# TASK TO CARRY OUT
Change "photograph" to "image" throughout the listing below and leave every other part unchanged. Omit the pictures from your response.

(Position annotation records)
## Start

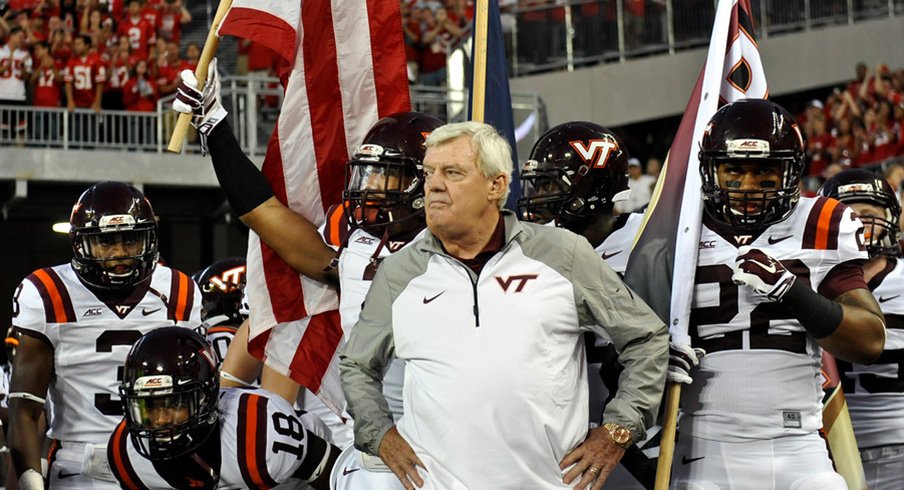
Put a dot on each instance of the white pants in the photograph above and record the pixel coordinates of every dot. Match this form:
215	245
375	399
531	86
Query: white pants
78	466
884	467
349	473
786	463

## End

# EXERCISE SOLUTION
Put a dot on each instance of the white pants in the image above and record the pixel coordinates of every dot. Match this form:
215	245
375	399
531	86
Query: white pants
78	466
884	467
349	473
786	463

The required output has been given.